Rewrite the stretch of the Facebook poetry post from "I'm not a huge" through "and submit something.", changing "poets" to "writers".

● **DOCUMENT EXTRACT**:
━━━━

I'm not a huge promoter of Facebook and other pointless networking websites but I have found a benefit for Facebook in that I've networked with a lot of poets. Essentially, the poets have become the point of being on FB. (My rant on FB will come some other day, I'm sure.)
Two poets started this great project which I've been able to participate in. They've done it twice before with different themes but I finally was able to get my act together and submit something.
Here is how it worked. Lynne and Cornelius (two very creative minded poets) invited all of us other poetic and artistic types to submit our poetry, sketches, and prose to them. Lynne then compiled volumes of the work. She ended up creating seven volumes! I was in Volume 5. It's called Force Fed (tag line "take it to the streets poetry." They made a deadline for submissions and accepted all. Deadline came around and then they began printing and mailed each person two copies of their volume--one for their records and one for the drop.

━━━━

● **DATA LINES**:
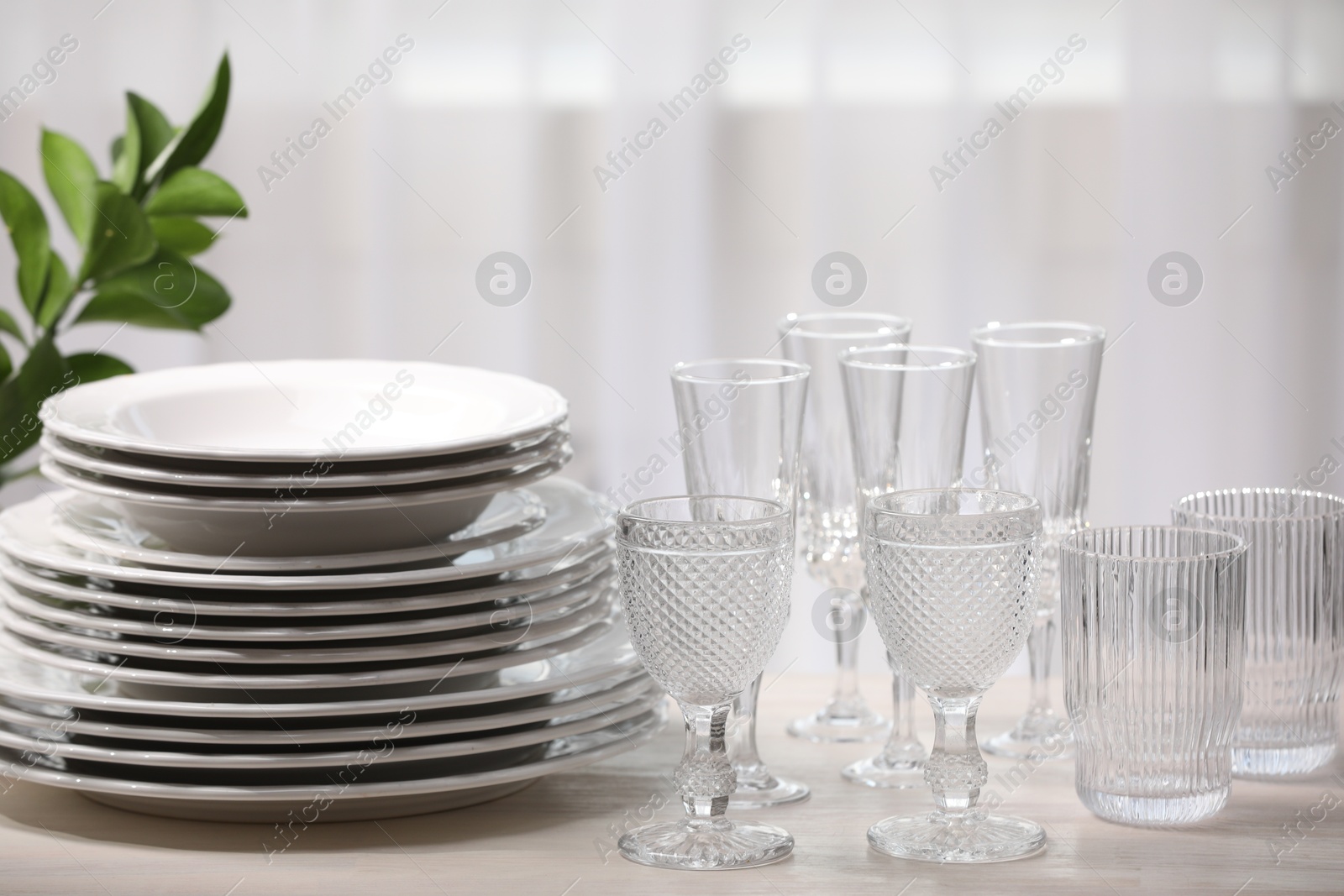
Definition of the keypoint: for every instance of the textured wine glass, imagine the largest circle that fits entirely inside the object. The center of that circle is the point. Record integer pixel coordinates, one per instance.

━━━━

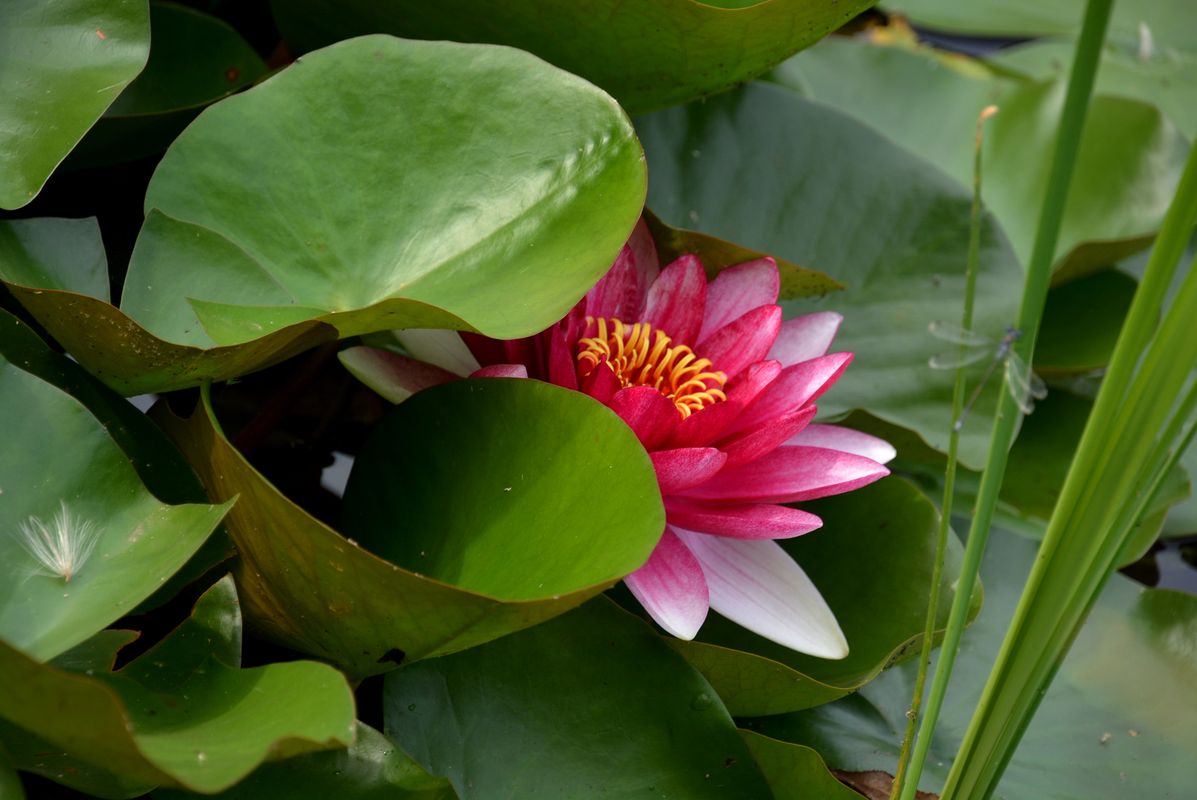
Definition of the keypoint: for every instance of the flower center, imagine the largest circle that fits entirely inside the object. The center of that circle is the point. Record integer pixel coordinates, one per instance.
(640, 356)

━━━━

● **TASK OUTPUT**:
I'm not a huge promoter of Facebook and other pointless networking websites but I have found a benefit for Facebook in that I've networked with a lot of writers. Essentially, the writers have become the point of being on FB. (My rant on FB will come some other day, I'm sure.)
Two writers started this great project which I've been able to participate in. They've done it twice before with different themes but I finally was able to get my act together and submit something.